Request A ▸ Tally the lines in the entries below that contain the string "fence", and reply with the number only.

Excerpted passage ▸
────────────────────
Crisil Ltd | Quality Matters - Part 3
Let's first take a look at how the company performed in CY 2019. Figures in Cr. -
CRISIL reported a minor Revenue decline in 2019 along with PBT of Rs. 492 cr. in 2019 vs Rs. 502 cr in 2018. The relative bigger fall in PBT in 'Research' division was offset by an increase in PBT for 'Ratings' division. Margins remained same during the years. A key change in the balance sheet was the increase in cash and cash equivalents for CY 2019 from 18%~ to 29%~.
Segment Wise performance -
Here's how PBT margin evolved over the years for their main segments, Ratings & Research:
As per CRISIL's reported numbers, margins for Research division looks to be under pressure from 2018 where the margins fell from a long term average of 30%~ to 22%. As stated above, we believe that margins took a hit mainly on account of (i) fall in demand for research due to global slowdown (FIs shifting focus to risk management) (ii) impact by MiFID II regulations introduced in 2018 by EU. Operating leverage increases the impact of these factors.
Expansion in margins in the Ratings division was possibly on the account of huge increase in bond issuance by the NBFC sector during 2017-2019. Since most of the costs for CRISIL are fixed (employee costs), operating leverage helped the company to expand their margins. The year 2019 gave some pricing power when the IL&FS fiasco unfolded, giving rise to the demand of quality ratings only by investors and issuers. The company saw increase in new customers coming to them along with strengthening relationship with its existing clients.
Here's how CRISIL Research and Ratings segments have been growing (CAGR) over the 3, 5, 7 and 10 years period.
It is evident that the growth rate in Research segment has been slowing down over the past few years. Competition and their competitive pricing, coupled with research moving in-house has indeed taken a toll on this segment. However, CRISIL has started investing and building its analytical segment to offset the slowdown in research segment and as discussed, we are seeing demand getting picked up for their various analytics products.
Even Ratings segment has been growing at a modest pace of around 5-6%~ over the past few years. The recent NBFC crisis will indeed help curb rate shopping and help CRISIL in a positive way now as investors slowly start realising what has been going on in the industry. We are not putting a number to the expected growth rate here, but we do expect the growth to pickup in future in their ratings segment.
────────────────────
(Pointing records)
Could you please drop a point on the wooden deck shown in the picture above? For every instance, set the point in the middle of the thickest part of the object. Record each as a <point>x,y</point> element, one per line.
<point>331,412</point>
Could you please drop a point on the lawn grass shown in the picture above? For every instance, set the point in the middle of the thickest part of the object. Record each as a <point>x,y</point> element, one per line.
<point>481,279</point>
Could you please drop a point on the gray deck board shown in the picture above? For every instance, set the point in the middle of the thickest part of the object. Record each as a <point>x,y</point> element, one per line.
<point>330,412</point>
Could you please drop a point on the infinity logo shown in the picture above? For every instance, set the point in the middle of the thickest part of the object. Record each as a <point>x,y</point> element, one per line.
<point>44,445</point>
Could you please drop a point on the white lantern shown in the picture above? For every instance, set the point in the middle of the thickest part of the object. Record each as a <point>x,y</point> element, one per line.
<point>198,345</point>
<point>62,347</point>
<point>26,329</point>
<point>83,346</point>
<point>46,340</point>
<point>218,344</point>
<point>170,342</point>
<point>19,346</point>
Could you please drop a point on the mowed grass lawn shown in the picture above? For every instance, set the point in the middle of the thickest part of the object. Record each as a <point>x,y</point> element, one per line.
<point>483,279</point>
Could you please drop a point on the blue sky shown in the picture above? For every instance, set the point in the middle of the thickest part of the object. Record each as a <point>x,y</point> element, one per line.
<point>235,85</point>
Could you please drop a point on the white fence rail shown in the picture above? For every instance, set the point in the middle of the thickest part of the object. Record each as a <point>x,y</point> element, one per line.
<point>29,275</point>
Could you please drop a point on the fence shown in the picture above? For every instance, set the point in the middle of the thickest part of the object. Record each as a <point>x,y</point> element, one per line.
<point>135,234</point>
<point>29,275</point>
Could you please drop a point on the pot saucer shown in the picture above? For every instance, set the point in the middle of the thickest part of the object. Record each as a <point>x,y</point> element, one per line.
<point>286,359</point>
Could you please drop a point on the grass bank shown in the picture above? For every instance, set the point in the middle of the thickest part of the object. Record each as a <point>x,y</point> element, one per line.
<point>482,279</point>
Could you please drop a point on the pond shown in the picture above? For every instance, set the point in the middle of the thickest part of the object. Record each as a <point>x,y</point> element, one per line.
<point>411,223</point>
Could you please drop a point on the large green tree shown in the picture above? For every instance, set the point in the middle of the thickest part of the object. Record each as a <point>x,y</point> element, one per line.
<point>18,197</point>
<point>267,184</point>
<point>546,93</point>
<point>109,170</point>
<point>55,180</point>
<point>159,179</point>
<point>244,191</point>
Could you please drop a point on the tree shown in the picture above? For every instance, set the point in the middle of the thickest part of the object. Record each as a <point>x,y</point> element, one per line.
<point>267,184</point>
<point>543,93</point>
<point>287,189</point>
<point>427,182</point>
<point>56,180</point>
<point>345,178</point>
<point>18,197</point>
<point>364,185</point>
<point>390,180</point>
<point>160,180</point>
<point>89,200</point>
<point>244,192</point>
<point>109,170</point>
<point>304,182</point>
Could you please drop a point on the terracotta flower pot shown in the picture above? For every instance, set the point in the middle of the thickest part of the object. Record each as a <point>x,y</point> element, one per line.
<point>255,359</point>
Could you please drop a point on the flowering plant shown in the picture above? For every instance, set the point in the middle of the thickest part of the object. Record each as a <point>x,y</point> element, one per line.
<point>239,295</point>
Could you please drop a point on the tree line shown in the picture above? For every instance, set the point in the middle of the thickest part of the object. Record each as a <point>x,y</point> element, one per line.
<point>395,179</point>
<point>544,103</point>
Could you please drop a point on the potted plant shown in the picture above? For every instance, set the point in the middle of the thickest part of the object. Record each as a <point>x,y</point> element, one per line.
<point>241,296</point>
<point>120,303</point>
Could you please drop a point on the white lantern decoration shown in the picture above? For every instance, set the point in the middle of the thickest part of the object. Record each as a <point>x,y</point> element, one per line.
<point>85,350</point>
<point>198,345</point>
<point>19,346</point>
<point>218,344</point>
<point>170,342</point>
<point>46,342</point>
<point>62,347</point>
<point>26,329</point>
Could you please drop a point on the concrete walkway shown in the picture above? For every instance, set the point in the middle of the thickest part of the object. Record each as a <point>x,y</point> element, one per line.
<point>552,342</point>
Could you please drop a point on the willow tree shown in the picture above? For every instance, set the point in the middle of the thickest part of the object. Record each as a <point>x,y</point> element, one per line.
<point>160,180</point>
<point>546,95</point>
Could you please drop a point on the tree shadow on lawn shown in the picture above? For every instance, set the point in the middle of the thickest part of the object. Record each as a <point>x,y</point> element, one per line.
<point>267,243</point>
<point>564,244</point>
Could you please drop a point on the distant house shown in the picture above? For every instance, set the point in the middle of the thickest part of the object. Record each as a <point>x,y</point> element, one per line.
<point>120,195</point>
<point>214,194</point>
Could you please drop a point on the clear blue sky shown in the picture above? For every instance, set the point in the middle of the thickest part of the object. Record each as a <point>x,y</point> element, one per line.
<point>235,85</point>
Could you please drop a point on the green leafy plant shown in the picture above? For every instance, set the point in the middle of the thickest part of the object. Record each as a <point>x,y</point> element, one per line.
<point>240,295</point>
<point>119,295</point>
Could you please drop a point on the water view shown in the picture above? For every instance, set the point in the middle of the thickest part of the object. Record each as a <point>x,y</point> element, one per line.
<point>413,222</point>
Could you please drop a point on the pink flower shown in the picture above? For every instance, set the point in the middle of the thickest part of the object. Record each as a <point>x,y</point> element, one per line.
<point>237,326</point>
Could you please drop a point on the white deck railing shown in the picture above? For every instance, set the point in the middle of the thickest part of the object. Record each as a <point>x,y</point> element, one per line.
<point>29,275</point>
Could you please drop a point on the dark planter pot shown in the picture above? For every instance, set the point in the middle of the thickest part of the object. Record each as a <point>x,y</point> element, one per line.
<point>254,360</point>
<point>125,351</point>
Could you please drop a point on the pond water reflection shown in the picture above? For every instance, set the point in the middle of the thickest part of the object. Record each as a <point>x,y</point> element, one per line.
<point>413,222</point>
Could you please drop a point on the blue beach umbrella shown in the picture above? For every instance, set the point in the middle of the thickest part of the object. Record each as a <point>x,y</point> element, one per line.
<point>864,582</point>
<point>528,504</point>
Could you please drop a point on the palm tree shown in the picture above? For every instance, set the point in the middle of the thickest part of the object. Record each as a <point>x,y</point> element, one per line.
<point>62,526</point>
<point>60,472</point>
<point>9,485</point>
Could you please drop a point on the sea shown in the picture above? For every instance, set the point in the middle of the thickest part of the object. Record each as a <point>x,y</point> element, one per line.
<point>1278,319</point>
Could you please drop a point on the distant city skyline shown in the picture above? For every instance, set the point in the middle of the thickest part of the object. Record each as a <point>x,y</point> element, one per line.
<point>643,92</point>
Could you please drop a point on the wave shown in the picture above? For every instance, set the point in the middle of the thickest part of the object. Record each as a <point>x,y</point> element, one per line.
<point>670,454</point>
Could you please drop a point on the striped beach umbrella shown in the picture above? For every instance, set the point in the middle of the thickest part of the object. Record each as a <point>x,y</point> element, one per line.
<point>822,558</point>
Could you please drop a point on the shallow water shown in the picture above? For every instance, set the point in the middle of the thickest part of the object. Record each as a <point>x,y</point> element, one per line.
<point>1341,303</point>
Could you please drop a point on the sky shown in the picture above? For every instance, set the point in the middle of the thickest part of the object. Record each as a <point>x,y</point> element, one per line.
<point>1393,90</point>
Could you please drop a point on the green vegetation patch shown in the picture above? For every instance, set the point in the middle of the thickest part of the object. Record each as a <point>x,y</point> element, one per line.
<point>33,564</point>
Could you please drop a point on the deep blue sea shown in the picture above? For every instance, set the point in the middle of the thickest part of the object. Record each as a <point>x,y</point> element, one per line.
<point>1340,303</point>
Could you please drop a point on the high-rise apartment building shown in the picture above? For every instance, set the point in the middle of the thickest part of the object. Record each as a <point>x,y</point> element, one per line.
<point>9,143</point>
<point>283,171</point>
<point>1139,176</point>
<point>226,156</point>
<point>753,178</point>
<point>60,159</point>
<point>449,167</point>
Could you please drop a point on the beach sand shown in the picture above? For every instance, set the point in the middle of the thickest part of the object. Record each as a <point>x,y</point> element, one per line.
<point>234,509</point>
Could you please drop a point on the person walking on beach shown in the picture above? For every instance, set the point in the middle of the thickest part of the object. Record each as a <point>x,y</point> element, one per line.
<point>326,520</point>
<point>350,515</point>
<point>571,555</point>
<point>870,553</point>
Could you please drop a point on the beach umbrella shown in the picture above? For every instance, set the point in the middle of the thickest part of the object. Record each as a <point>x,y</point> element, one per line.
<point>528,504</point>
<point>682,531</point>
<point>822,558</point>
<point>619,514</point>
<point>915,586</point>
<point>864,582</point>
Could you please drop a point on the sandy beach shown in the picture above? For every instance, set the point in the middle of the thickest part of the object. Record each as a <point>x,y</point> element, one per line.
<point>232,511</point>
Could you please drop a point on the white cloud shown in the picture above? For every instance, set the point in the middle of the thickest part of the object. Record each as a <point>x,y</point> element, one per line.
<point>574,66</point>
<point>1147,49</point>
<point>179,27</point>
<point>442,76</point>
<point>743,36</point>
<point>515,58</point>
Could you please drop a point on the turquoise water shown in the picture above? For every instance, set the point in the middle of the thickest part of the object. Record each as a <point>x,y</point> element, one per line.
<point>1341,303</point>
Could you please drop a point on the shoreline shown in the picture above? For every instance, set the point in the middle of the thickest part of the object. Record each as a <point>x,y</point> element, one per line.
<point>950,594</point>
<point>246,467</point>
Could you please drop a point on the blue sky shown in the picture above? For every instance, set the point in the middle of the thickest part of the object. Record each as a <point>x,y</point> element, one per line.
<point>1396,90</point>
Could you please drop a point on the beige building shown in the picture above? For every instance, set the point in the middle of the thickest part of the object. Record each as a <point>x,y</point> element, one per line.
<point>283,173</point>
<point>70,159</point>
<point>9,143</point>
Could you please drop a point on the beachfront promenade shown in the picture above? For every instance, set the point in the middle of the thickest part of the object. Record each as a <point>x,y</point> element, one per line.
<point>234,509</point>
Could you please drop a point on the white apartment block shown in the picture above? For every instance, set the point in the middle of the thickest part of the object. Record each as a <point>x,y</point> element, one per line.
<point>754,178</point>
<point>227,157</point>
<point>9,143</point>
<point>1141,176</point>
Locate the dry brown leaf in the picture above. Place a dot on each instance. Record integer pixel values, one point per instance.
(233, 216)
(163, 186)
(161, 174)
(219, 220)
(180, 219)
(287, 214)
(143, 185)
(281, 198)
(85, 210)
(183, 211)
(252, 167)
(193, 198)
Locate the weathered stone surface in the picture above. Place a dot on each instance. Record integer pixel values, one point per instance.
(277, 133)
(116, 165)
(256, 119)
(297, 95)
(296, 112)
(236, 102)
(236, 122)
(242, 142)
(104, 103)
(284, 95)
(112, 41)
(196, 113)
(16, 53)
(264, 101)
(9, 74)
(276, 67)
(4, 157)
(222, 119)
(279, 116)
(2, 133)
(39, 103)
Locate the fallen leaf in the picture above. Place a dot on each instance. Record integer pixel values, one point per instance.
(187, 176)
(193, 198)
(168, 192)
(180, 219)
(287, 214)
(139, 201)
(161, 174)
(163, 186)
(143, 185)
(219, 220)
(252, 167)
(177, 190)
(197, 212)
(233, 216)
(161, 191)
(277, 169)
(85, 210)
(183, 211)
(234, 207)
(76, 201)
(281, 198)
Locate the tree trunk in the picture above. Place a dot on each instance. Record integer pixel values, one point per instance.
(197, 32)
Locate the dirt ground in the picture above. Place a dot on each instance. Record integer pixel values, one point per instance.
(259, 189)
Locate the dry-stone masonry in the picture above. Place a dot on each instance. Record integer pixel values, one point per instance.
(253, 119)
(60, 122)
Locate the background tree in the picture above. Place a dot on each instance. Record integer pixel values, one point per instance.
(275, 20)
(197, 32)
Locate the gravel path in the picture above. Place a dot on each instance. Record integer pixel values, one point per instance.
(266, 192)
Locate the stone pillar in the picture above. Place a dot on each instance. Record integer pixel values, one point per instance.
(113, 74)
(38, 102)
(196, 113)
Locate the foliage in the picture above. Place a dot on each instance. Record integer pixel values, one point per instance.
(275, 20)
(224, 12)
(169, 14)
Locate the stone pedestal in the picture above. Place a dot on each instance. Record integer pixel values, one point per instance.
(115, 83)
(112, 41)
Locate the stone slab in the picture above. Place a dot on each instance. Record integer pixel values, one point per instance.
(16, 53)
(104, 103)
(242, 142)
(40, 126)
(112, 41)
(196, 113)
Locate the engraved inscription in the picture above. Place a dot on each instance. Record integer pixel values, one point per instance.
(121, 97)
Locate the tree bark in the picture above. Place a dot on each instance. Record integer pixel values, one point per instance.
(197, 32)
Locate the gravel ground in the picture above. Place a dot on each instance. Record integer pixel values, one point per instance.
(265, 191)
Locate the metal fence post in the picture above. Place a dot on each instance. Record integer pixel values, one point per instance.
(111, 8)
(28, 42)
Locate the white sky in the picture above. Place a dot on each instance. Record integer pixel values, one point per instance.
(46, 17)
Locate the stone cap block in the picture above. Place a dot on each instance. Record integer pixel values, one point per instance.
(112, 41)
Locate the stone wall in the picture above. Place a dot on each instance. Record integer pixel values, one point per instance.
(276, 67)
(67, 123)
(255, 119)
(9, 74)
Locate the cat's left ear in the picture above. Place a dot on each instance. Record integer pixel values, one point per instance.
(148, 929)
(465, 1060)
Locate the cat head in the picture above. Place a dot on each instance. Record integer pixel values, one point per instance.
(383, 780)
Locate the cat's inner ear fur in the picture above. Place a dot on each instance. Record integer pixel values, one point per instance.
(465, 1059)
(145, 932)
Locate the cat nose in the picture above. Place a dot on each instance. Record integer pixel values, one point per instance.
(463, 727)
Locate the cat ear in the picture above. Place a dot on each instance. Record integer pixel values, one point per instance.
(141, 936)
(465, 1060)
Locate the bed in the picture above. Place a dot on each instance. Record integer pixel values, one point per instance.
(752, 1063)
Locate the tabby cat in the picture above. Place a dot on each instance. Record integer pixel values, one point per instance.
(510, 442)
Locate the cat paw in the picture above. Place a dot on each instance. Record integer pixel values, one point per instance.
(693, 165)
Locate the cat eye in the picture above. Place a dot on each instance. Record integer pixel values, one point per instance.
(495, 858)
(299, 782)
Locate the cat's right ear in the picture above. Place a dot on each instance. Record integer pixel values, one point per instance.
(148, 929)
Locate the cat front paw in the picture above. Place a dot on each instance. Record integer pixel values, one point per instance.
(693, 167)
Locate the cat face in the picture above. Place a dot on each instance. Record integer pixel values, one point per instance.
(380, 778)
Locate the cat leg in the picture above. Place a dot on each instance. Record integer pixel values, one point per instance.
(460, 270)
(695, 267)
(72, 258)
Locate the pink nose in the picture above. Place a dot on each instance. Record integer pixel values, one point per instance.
────────────────────
Request B ▸ Resume the CRISIL performance review above, continuing after its final sentence.

Task response A ▸ 3

Task response B ▸
Overall company performance -
Although it looks like CRISIL is maintained its net profit margin around 20%~ every year, but if we deduct 'Other income' which do not form part of its core business, we see that 'CORE Net profit margin getting deteriorated slowly every year standing at 15.66% in CY19 against 19.53% in CY14.
'Employee cost / Sales' ratio has been maintained at 50-51%~ which is a good sign that atleast company's major fixed costs are not growing faster than its revenues. The company model is such that it works on high operating leverage where fixed costs form 70%~ of the company total costs. What operating leverage does is, revenues can grow unproportionately to costs but at the same time, company will have difficulty cutting down costs during bad times and then the revenues will decline faster than the costs resulting in margin deterioration.
CRISIL has been earning a good 41-45%~ ROCE over the years. Because of the the asset light structure, CRISIL is able to generate high ROCE which in turn lets CRISIL accumulate cash which can be further used for divided distribution or reinvestment by acquiring other related companies (inorganic growth). On average, the company has been generating non-cash sales of 11-15%~ which is in line with its peers. This means that most of the business sales are in cash where risk of payments getting delayed or written off is reduced.
We ran an extensive test on how the profits are getting booked, its revenue recognition policy, cash flow vs reported profits, growth in auditor fees, cash taxes vs P&L taxes paid, change in reserves over the period etc and found that the company is not engaged in manipulation. In the interest of keeping the article as short as possible, we are not covering it in detail here.
Finally, let's have a look at what (we think) should be the fair value of the company and how the company has produced value over time.
As of May 2020, CRISIL is trading at Rs. 1500~ and our model suggests a fair value range of Rs. 1250-1350~. NOTE: Valuation is subjective and can be full of bias. Different people can have different perception and expectations from a business.
We do not use DCF or any such model, rather we took the historical data and tried to value the company based on historical performance. Ofcourse, the value will be adjusted based on the future expectations after all its the future earnings that give value to the business, not the past. But we restrict the earnings to a certain limit as we believe humans are bad forecasters and tend to get too optimistic / pessimistic at times.
We removed some one-time expenses and earnings from the business, assumed a tax rate of 30% (not 26%~, conservative practise + it does not look sustainable for long). We found out the normalised earnings for CRISIL, adjusted how margins in each segment i.e. Research, Ratings and Advisory would change. Afterwards, we gave a PE multiple of 28 to the company earnings based on expected (conservative) growth and uncertainties (risks) related to the business. Finally this value was adjusted for surplus cash and MV of investments on CRISIL balance sheet. This is how we got our fair value range of Rs. 1250-1350 for CRISIL.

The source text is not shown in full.